Reproduce each of the entries below word for word, without any alteration.

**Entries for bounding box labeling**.
########

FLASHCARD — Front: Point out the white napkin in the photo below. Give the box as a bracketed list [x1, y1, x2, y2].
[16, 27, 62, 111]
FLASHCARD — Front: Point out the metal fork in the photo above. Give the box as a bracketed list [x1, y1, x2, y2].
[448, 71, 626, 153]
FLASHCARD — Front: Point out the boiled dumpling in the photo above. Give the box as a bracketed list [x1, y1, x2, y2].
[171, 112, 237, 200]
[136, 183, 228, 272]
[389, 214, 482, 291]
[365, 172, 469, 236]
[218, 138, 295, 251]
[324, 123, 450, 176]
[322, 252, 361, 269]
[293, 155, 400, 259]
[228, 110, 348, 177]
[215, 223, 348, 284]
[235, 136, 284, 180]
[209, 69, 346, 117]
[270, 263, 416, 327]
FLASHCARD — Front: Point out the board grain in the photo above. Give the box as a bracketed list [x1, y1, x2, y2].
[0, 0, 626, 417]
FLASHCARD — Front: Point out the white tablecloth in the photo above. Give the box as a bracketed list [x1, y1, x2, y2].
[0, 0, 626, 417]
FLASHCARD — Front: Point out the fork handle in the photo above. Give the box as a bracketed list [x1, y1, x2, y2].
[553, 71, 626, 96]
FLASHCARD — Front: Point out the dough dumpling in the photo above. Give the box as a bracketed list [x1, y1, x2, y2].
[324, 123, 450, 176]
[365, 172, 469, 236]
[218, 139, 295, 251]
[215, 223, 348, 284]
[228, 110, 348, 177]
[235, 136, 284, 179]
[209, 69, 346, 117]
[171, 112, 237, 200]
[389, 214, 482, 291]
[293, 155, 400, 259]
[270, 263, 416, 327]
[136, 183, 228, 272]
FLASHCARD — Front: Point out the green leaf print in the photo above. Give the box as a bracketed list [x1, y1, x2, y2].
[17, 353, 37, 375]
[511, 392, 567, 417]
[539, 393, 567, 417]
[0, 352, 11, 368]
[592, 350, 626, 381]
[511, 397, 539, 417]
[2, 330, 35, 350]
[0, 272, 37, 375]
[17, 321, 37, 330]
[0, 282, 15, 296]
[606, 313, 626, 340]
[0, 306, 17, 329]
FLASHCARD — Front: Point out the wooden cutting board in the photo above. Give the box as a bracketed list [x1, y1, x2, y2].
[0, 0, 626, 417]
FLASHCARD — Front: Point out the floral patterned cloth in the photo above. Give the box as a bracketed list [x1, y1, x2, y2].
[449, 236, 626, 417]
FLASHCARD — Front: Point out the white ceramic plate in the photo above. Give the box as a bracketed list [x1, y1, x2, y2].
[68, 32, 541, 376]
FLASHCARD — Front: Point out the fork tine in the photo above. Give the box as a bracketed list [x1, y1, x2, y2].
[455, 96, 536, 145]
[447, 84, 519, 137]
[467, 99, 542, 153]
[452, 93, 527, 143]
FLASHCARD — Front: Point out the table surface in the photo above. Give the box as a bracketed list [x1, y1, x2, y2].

########

**Response for this exercise**.
FLASHCARD — Front: Point out the white napkin in the photo below. Give the box as a bracketed list [x1, y1, x2, y2].
[16, 27, 62, 111]
FLASHCARD — Front: Point out the metal fork in the photo above. Give the box as a bracketed list [x1, y1, x2, y2].
[448, 71, 626, 153]
FLASHCARD — Front: Point out the boiled dumpling in the photo above. Give the box as a bracketed list [x1, y1, x2, y2].
[171, 112, 237, 200]
[136, 183, 228, 272]
[389, 214, 482, 291]
[365, 172, 469, 236]
[218, 138, 295, 251]
[324, 123, 450, 176]
[322, 252, 361, 269]
[293, 155, 400, 259]
[228, 110, 348, 177]
[215, 223, 348, 284]
[235, 136, 284, 180]
[209, 69, 346, 117]
[270, 263, 416, 327]
FLASHCARD — Front: Point out the board grain in the photo above. Give the box as a bracketed list [x1, y1, x2, y2].
[0, 0, 626, 417]
FLASHCARD — Front: Point out the white tablecloth in the photo above. Give the box as a bracketed list [x1, y1, x2, y2].
[0, 0, 626, 417]
FLASHCARD — Front: Point out the fork handle in the photo above. Give the box as a bracketed list [x1, y1, x2, y2].
[553, 71, 626, 96]
FLASHCARD — Front: Point out the dough dumpling in the photo above. Give the box as a bracketed list [x1, y1, x2, y2].
[324, 123, 450, 176]
[365, 172, 469, 236]
[218, 139, 295, 251]
[215, 223, 348, 284]
[228, 110, 348, 177]
[235, 136, 284, 179]
[209, 69, 346, 117]
[171, 112, 237, 200]
[389, 214, 482, 291]
[293, 155, 400, 259]
[270, 263, 416, 327]
[136, 183, 228, 272]
FLASHCARD — Front: Point out the green leaf print in the photo above. Give the box as a bracketed list [x1, y1, x2, y2].
[17, 353, 37, 375]
[511, 392, 567, 417]
[539, 393, 567, 417]
[0, 352, 11, 368]
[592, 350, 626, 381]
[511, 397, 539, 417]
[2, 330, 35, 350]
[0, 272, 37, 375]
[17, 321, 37, 330]
[0, 282, 15, 296]
[606, 313, 626, 340]
[0, 306, 17, 329]
FLASHCARD — Front: Point out the wooden cutting board in the photo above. Give the box as a bracketed list [x1, y1, x2, y2].
[0, 0, 626, 417]
FLASHCARD — Front: Point out the floral patterned cloth in the photo above. Give the box as a bracketed list [x1, y1, x2, y2].
[449, 236, 626, 417]
FLASHCARD — Front: Point out the white ceramic plate in the photo above. Give the box as a bracketed list [x1, y1, x2, y2].
[68, 32, 541, 376]
FLASHCARD — Front: Point out the fork tine in the photo above. Give the box as a bracketed list [x1, y1, x2, y2].
[455, 96, 536, 145]
[447, 84, 519, 137]
[467, 99, 542, 153]
[452, 93, 527, 143]
FLASHCARD — Front: Point out the table surface in the photo above. Give the box as a bracketed list [x1, y1, x2, y2].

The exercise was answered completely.